--- Begin ---

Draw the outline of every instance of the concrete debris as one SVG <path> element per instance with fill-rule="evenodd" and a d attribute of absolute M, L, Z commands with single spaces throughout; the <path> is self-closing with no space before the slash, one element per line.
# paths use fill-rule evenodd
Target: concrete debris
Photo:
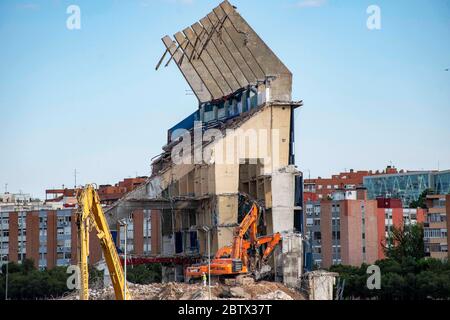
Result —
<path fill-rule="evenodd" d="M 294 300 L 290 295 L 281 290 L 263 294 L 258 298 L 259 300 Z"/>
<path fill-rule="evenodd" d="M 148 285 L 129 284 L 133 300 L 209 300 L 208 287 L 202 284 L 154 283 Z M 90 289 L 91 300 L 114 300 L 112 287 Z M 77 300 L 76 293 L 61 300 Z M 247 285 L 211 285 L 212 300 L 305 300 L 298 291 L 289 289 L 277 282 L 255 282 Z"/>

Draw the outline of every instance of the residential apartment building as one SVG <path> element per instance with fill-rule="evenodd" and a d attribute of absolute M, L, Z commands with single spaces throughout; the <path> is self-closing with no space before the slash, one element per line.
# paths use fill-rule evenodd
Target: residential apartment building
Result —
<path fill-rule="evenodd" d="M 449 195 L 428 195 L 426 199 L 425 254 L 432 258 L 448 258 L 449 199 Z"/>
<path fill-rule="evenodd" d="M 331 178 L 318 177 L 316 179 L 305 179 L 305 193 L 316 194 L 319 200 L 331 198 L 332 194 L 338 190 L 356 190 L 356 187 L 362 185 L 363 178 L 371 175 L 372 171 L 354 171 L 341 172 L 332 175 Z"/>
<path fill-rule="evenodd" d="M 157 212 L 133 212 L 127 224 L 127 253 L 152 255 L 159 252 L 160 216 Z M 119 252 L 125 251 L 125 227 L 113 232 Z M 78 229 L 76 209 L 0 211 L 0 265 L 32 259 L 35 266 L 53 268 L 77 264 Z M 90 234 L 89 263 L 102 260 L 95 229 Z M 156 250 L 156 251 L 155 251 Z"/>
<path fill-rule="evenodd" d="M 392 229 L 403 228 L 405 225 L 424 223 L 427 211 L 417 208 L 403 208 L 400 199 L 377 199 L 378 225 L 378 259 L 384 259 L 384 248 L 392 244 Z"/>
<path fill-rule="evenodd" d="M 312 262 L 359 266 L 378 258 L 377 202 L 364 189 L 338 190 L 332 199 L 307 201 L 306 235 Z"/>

--- End ---

> _Goal of the exercise_:
Rescale the entries from the first line through the line that contains "148 285 L 129", both included, and give only those lines, instructions included, with every outline coordinate in the answers multiplied by 1.8 and rounded to a whole number, halves up. Leave out the pictures.

> _Result of the task_:
Draw the outline of every instance of the concrete debris as one SVG <path> element per instance with fill-rule="evenodd" and a d attribute of absolute M, L, Z commands with single spaces throughout; the <path> is self-closing with no space before the slash, one element per line.
# paths use fill-rule evenodd
Target: concrete debris
Photo:
Result —
<path fill-rule="evenodd" d="M 529 540 L 522 531 L 506 522 L 473 529 L 464 536 L 466 540 Z"/>
<path fill-rule="evenodd" d="M 266 513 L 232 511 L 239 540 L 376 540 L 374 517 L 364 511 L 277 509 Z M 162 520 L 164 540 L 205 540 L 202 517 Z M 139 540 L 137 527 L 110 540 Z M 445 513 L 380 513 L 382 540 L 549 540 L 536 524 L 520 520 L 499 508 L 459 508 Z"/>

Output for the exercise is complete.